# TEXT SHOWN:
★ ★ ★ ★ ★ ★ ★

Structural Revolution

Do New Yorkers Eat Like Sumo Wrestlers?

Structural Revolution

Do New Yorkers Eat Like Sumo Wrestlers?

11th April 2008

sumo beatles
After a client told me her husband was gaining weight on a low calorie diet because he “ate like a Sumo”, it dawned on me that I ate like this to! What is this diet and why does that happen. Upon further research I realized that it was not just me, but so many of my friends do as well. So I asked myself, does the NY lifestyle with its ’snack on the run’ mentality keep our metabolism low only to bite us on the ass by converting the food when we do eat to fat on the ass? We tend to eat a minimal breakfast - only coffee sometimes (does the latte count as a full meal?), skip lunch, and then meet up with friends at night at a great restaurant and indulge in a high calorie meal. Sometimes I eat the whole bread basket myself and drink the ramekin of butter with a straw I’m so hungry. I thought I was gaining weight because I was exercising less due to a higher client load, now I realize its the timing of my meal more then anything that counts.

How to eat like a Sumo Wrestler from Dietblog:
1. Skip breakfast. By depriving their bodies of food after eight hours of sleep, their metabolic rates stay low.

★ ★ ★ ★ ★ ★ ★

# REQUIRED TASKS:
A. Name every food or drink mentioned in the sumo post's paragraph that begins "After a client told me".
B. Please edit the sumo post: reproduce the part between "How to eat like" and "rates stay low.", inclusive, replacing "eight hours" with "seven hours".

★ ★ ★ ★ ★ ★ ★

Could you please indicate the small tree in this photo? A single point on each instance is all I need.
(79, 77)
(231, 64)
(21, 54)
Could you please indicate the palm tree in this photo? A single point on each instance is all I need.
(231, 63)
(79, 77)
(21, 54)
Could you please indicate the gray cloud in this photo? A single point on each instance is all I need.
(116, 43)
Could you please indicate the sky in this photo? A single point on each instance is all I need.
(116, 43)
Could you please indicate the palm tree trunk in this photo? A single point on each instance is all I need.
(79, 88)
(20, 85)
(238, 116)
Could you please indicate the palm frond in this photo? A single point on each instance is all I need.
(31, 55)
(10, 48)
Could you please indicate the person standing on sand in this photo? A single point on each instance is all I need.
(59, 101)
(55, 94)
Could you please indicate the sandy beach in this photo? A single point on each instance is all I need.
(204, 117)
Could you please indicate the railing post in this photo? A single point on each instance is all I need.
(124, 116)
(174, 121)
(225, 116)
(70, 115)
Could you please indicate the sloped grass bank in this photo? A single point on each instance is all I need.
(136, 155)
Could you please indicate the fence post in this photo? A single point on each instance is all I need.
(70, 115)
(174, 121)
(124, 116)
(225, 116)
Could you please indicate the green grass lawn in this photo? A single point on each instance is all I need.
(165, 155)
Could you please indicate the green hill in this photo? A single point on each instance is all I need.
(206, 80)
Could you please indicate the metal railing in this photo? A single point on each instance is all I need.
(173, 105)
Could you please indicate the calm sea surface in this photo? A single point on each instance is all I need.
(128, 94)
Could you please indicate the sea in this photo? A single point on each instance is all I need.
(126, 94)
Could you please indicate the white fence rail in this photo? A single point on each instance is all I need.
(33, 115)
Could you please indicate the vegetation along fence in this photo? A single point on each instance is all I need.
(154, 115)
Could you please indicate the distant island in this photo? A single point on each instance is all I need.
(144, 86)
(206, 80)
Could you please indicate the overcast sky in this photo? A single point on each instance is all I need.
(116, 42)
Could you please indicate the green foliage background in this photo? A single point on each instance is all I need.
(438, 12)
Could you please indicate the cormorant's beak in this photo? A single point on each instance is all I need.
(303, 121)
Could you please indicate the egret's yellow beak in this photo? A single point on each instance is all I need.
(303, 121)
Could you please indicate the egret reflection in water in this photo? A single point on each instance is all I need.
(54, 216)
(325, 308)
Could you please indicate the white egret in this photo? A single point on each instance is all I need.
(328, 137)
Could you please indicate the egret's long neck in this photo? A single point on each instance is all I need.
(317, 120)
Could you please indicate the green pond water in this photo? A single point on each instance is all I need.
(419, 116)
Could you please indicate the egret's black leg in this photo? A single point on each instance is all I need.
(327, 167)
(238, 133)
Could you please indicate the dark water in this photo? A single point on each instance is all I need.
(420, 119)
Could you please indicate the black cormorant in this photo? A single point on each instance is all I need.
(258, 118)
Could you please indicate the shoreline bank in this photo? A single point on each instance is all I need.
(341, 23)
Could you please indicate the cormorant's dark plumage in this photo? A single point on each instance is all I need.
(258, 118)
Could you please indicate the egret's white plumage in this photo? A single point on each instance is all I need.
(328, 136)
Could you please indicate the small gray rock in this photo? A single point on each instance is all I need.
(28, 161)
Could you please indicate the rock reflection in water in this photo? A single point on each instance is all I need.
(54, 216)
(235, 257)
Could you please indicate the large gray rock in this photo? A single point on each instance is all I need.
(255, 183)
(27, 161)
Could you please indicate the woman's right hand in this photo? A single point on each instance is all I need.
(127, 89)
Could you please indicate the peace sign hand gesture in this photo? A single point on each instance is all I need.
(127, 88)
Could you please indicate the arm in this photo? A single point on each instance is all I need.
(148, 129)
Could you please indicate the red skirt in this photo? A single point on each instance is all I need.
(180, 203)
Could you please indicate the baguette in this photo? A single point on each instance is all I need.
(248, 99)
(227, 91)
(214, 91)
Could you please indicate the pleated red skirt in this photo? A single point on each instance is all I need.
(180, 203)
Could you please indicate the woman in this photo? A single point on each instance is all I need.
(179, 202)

★ ★ ★ ★ ★ ★ ★

# RESULTS IN ORDER:
A. coffee, latte, bread basket, butter

B.
How to eat like a Sumo Wrestler from Dietblog:
1. Skip breakfast. By depriving their bodies of food after seven hours of sleep, their metabolic rates stay low.